SHORT EXERCISE |
Copy the text of every row below word for word, leaving the pictures out.

Labeled-object pointing entries:
○ ○ ○ ○ ○

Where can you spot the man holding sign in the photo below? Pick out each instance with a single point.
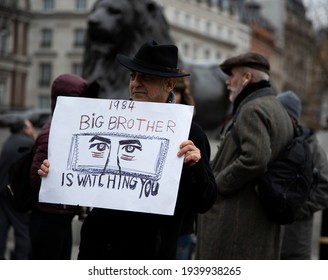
(138, 234)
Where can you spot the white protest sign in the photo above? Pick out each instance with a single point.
(116, 154)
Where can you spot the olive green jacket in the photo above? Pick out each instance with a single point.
(237, 227)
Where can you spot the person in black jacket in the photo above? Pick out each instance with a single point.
(114, 234)
(297, 241)
(17, 144)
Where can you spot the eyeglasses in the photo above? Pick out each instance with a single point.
(144, 77)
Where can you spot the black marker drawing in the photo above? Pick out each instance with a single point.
(119, 154)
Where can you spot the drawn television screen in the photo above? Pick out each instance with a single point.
(117, 153)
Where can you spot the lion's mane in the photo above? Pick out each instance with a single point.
(119, 27)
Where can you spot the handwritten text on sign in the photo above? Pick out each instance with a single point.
(116, 154)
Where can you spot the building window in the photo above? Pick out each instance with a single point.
(81, 5)
(77, 69)
(46, 38)
(207, 54)
(48, 5)
(186, 50)
(2, 92)
(3, 37)
(208, 27)
(79, 36)
(44, 101)
(45, 74)
(187, 20)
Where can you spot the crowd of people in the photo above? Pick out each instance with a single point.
(218, 213)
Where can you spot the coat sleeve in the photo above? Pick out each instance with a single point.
(40, 154)
(197, 189)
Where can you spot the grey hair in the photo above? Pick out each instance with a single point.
(257, 74)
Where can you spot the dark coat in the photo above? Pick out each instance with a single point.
(63, 85)
(112, 234)
(237, 227)
(297, 241)
(15, 146)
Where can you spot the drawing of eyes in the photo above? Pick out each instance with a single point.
(129, 148)
(99, 148)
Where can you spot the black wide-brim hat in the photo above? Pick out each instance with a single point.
(154, 59)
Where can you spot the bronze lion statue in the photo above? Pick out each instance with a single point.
(122, 27)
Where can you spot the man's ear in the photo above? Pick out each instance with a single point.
(171, 84)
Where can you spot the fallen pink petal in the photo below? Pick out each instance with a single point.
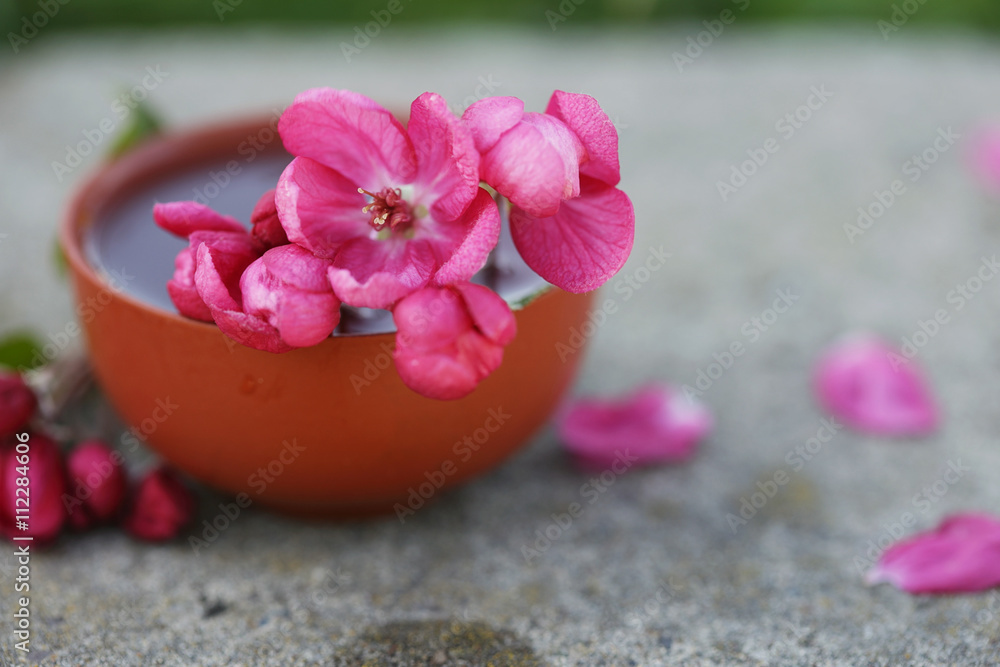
(654, 424)
(962, 555)
(875, 389)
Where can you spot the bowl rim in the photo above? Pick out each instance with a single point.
(172, 151)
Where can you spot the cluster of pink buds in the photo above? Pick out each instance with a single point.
(41, 491)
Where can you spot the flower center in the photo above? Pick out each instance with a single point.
(388, 209)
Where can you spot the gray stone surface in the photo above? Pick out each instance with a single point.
(450, 586)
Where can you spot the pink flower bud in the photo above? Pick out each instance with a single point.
(17, 403)
(38, 460)
(162, 506)
(266, 226)
(96, 484)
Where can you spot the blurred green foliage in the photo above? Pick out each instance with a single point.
(100, 13)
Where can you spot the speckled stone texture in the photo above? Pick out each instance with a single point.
(653, 572)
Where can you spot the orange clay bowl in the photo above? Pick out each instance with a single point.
(291, 430)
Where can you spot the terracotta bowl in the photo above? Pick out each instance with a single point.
(292, 430)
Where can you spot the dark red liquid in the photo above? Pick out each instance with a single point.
(131, 251)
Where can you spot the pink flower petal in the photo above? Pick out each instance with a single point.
(488, 119)
(351, 134)
(46, 486)
(441, 352)
(183, 218)
(489, 312)
(17, 404)
(288, 288)
(266, 224)
(222, 257)
(874, 389)
(447, 160)
(371, 273)
(320, 209)
(961, 556)
(182, 289)
(584, 116)
(584, 244)
(250, 331)
(655, 424)
(535, 164)
(480, 225)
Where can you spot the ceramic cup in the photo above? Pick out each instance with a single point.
(292, 431)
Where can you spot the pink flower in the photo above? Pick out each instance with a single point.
(654, 424)
(97, 482)
(43, 467)
(267, 227)
(873, 389)
(961, 556)
(450, 338)
(17, 404)
(232, 250)
(394, 209)
(559, 169)
(284, 300)
(162, 506)
(260, 290)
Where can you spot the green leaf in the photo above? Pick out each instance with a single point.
(21, 351)
(143, 124)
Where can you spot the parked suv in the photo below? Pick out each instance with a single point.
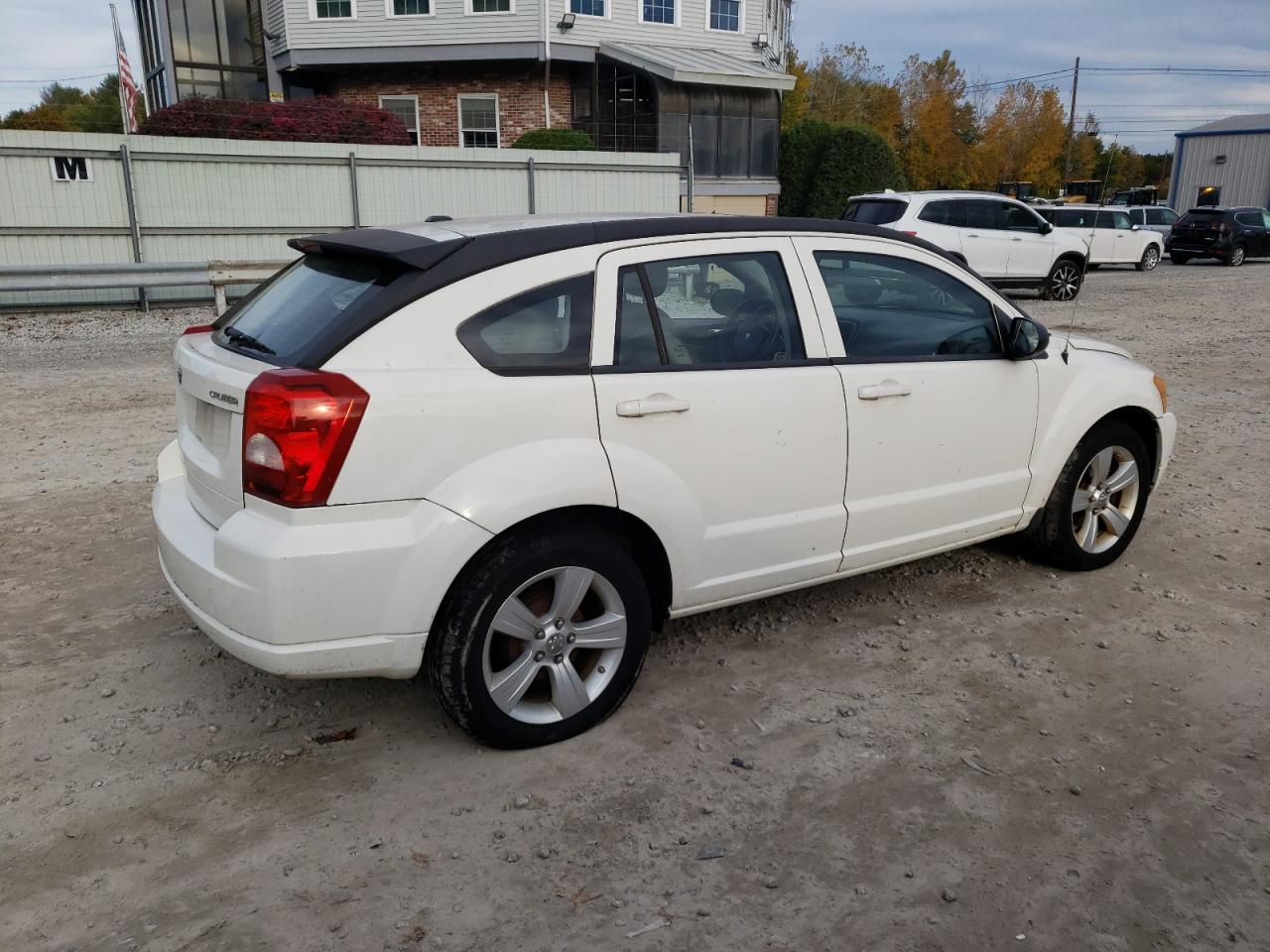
(1110, 234)
(1227, 234)
(1001, 239)
(1155, 217)
(504, 451)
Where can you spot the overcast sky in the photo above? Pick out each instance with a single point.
(992, 40)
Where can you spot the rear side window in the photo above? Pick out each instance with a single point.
(874, 211)
(944, 212)
(894, 308)
(540, 331)
(310, 303)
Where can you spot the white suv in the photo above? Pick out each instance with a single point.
(507, 449)
(1001, 239)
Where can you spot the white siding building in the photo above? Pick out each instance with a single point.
(636, 75)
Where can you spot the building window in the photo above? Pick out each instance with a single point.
(333, 9)
(477, 121)
(409, 8)
(725, 14)
(405, 108)
(658, 12)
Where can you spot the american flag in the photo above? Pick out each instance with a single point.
(127, 86)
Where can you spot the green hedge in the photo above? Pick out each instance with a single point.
(822, 166)
(561, 140)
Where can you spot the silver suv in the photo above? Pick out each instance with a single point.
(1003, 240)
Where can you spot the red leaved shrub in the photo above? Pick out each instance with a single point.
(321, 119)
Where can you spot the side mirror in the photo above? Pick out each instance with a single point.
(1026, 339)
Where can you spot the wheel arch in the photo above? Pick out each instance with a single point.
(645, 546)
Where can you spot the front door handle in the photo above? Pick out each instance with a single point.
(888, 388)
(652, 404)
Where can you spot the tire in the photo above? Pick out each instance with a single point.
(1061, 534)
(556, 685)
(1150, 259)
(1064, 282)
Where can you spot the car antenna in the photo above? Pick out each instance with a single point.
(1084, 267)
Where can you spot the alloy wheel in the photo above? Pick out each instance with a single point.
(554, 645)
(1105, 499)
(1065, 282)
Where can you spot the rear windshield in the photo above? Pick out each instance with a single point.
(1199, 217)
(307, 307)
(874, 211)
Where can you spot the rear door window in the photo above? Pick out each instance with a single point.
(303, 309)
(892, 308)
(543, 330)
(874, 211)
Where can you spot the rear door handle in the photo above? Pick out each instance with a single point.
(652, 404)
(888, 388)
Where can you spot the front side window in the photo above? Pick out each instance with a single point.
(725, 14)
(541, 329)
(715, 309)
(657, 12)
(477, 122)
(896, 308)
(333, 9)
(405, 108)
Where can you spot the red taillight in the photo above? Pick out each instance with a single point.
(298, 426)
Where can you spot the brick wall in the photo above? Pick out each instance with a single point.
(518, 86)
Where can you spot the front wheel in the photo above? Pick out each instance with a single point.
(1097, 503)
(1064, 282)
(541, 640)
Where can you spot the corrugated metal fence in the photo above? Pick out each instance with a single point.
(86, 198)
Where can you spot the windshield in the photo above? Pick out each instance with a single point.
(314, 298)
(874, 211)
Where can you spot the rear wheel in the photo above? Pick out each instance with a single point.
(1097, 502)
(1064, 282)
(541, 639)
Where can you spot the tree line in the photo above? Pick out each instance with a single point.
(952, 134)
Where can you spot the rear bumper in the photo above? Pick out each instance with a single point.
(343, 590)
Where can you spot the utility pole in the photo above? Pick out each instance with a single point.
(1071, 122)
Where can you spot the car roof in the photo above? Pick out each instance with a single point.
(460, 248)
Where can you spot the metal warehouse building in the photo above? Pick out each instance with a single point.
(1223, 163)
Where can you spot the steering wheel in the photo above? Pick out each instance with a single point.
(752, 333)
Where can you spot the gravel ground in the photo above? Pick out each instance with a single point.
(964, 753)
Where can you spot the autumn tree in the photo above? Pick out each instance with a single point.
(938, 123)
(1021, 139)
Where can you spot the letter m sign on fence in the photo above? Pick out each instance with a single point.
(71, 168)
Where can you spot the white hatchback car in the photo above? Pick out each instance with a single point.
(1110, 232)
(507, 449)
(1001, 238)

○ ○ ○ ○ ○

CORRECT OUTPUT |
Where can you spot the man holding sign in the photo below? Pick out each instance with a single point.
(138, 234)
Where can you spot the white protest sign in the photo above? Pick out each instance with a single point.
(116, 154)
Where can you spot the olive green jacket in the photo above? Pick out each instance with a single point.
(237, 227)
Where can you spot the person in black jacket in the photo above? Pick out each instance with a single point.
(114, 234)
(297, 241)
(17, 144)
Where can you spot the eyeglasses in the photo above? Pick out each instance with a single point.
(144, 77)
Where can you spot the black marker drawing in the photo above? Pick out each instance with a single point.
(119, 154)
Where can you spot the drawn television screen in the photo above? Pick out each instance with a single point.
(117, 153)
Where can you spot the lion's mane in the photo above? Pick out each instance with a single point.
(119, 27)
Where can you spot the handwritten text on sign in the photo above? Pick out each instance with a single point.
(116, 154)
Where can you spot the building window in the photo above? Pick out each instance with a single point.
(81, 5)
(77, 69)
(46, 38)
(207, 54)
(48, 5)
(186, 50)
(2, 92)
(3, 37)
(208, 27)
(79, 36)
(44, 101)
(45, 74)
(187, 20)
Where can you spot the crowd of people in the photo above? Pick out each instance with a single point.
(218, 213)
Where can you spot the coat sleeve in the photo above? Pick out each instance with a single point.
(40, 154)
(197, 189)
Where can you spot the grey hair in the photo above? Pick out each instance with a single point.
(257, 74)
Where can you spot the dark coat in the photo above? Pick out each instance with a single point.
(63, 85)
(112, 234)
(237, 227)
(297, 241)
(15, 146)
Where can you spot the drawing of eyes in the photo above? Pick out each instance with a single point.
(129, 148)
(99, 148)
Where can you spot the black wide-brim hat in the photo above? Pick out each instance with a single point.
(154, 59)
Where can you spot the bronze lion statue in the photo above? Pick out each instance with a single point.
(122, 27)
Where can you spot the man's ear in the photo above? Pick out each instance with a single point.
(171, 84)
Where can you spot the fallen pink petal in the photo below? Pick out each instance with a single point.
(654, 424)
(962, 555)
(875, 389)
Where can you spot the bowl rim in the photo above? Pick out each instance with a single point.
(172, 151)
Where can you spot the cluster of pink buds in the photo above? Pick out each instance with a single point.
(41, 491)
Where can you spot the flower center in the photo above? Pick out each instance with a single point.
(388, 209)
Where can you spot the gray stone surface in the photo above? Pick out each instance with a single point.
(450, 586)
Where can you spot the pink flower bud in the photo above? Pick out each instance with a single point.
(17, 403)
(38, 460)
(162, 506)
(266, 226)
(96, 484)
Where can you spot the blurred green foliage in the photo above? Pick out each instance with a single point.
(100, 13)
Where can you spot the speckled stone texture in the photo above? Pick out each instance with a single point.
(653, 572)
Where can you spot the orange clay bowl in the photo above? Pick out each instance with a single point.
(291, 430)
Where can you spot the terracotta bowl in the photo above? Pick out each instance with a single point.
(292, 430)
Where can you spot the dark red liquid in the photo above? Pick out each instance with a single point.
(131, 251)
Where can you spot the pink flower petal in the photo above? Pick out each instance with a single point.
(488, 119)
(351, 134)
(46, 486)
(441, 352)
(183, 218)
(489, 312)
(17, 404)
(288, 288)
(266, 224)
(222, 257)
(874, 389)
(447, 160)
(371, 273)
(320, 209)
(961, 556)
(182, 289)
(584, 116)
(584, 244)
(250, 331)
(655, 424)
(535, 164)
(480, 225)
Where can you spot the ceramic cup in the photo above? Pick out each instance with a single point.
(292, 431)
Where can you spot the pink flower in the photo above? Pick out each instance with a single point.
(654, 424)
(97, 482)
(43, 467)
(267, 227)
(873, 389)
(961, 556)
(450, 338)
(17, 404)
(232, 250)
(394, 209)
(559, 169)
(284, 300)
(162, 506)
(260, 290)
Where can you spot the green leaf in the photo above? Pick out each instance with a single point.
(21, 351)
(143, 124)
Where can you spot the parked suv in the photo below? Pick out each instance with a single point.
(1110, 234)
(1227, 234)
(1001, 239)
(1155, 217)
(504, 451)
Where can you spot the overcast sky in the photo above? Pick out each instance with a single point.
(992, 40)
Where can you spot the rear side window in the photo above? Pick out each instance with a single point.
(874, 211)
(944, 212)
(894, 308)
(540, 331)
(310, 303)
Where can you spot the white suv in the photo above? Pick out each instance with a single point.
(507, 449)
(1001, 239)
Where can you spot the white siding building in the photo above? Pick out each instance with a single point.
(636, 75)
Where can you spot the building window in the photo above? Pick out each instance with a single point.
(333, 9)
(477, 121)
(409, 8)
(725, 14)
(405, 108)
(658, 12)
Where can you spot the american flag in the photo above? Pick out each instance with a single point.
(127, 86)
Where can you spot the green hedge in the photo above? Pick out each instance with a single point.
(822, 166)
(561, 140)
Where can you spot the silver suv in the photo above? Pick out each instance with a single point.
(1003, 240)
Where can you spot the red leaved shrub in the photo above? Pick out each instance with a single point.
(321, 119)
Where can you spot the side mirror in the photo above? Pick out each instance with a single point.
(1026, 339)
Where can you spot the wheel arch in the photo above? Pick out each instance with a single point.
(645, 546)
Where can you spot the front door handle in the photo above? Pick out each instance with a single point.
(888, 388)
(652, 404)
Where can you spot the tire in the photo above? Pick out each instance with a single point.
(1061, 534)
(556, 685)
(1150, 259)
(1064, 282)
Where can you spot the car antenna in the photo above? Pick out each instance with a single point.
(1084, 267)
Where can you spot the alloy wheel in the photo above? Pick out each instance with a single point.
(554, 645)
(1105, 499)
(1065, 282)
Where can you spot the rear windshield in the photo above? Pick out each instance with a single point.
(1199, 217)
(307, 307)
(874, 211)
Where can you spot the rear door window in the photo above? Pick out each instance with a single point.
(303, 309)
(892, 308)
(543, 330)
(874, 211)
Where can you spot the rear door handle in the photo above? Pick out each instance with a single point.
(652, 404)
(888, 388)
Where can you spot the front side window in the photo above? Pick out each instance with a single point.
(725, 14)
(541, 329)
(715, 309)
(657, 12)
(477, 122)
(896, 308)
(333, 9)
(405, 108)
Where can you spot the red taillight in the photo above? Pick out each instance with a single point.
(298, 426)
Where can you spot the brick wall in the photo above? Pick out each instance with a single point.
(518, 86)
Where can you spot the front wheel in the photo above? Pick out each instance with a single point.
(1097, 503)
(1064, 282)
(541, 640)
Where can you spot the corrugated metal fence in the photo above? Pick out each instance with a single point.
(86, 198)
Where can you spot the windshield in the photo above? Pick out each instance with a single point.
(314, 298)
(874, 211)
Where can you spot the rear wheel in the photo above? Pick out each instance with a single point.
(1097, 502)
(1064, 282)
(541, 639)
Where can you spot the tree line in the photo above? Pick out each instance with a single point.
(952, 134)
Where can you spot the rear bumper in the photo above? Pick out each instance with a single point.
(343, 590)
Where can you spot the utility pole in the photo above? Pick out each instance with a single point.
(1071, 122)
Where can you spot the car roof in the photo above? Pick out each instance with a single point.
(460, 248)
Where can you spot the metal warehouse building in the photo above? Pick out each instance with a single point.
(1223, 163)
Where can you spot the steering wheel in the photo above? Pick out each instance with a single point.
(752, 333)
Where can you spot the gravel ground in the photo above? Pick out each instance with a single point.
(964, 753)
Where can you spot the autumn tree in the photo above? Pick out each instance with a single point.
(938, 123)
(1021, 139)
Where can you spot the letter m sign on fence in the photo above? Pick out each instance with a single point.
(71, 168)
Where can you spot the white hatchback car in the photo above? Pick out each instance with a single point.
(1110, 232)
(507, 449)
(1001, 238)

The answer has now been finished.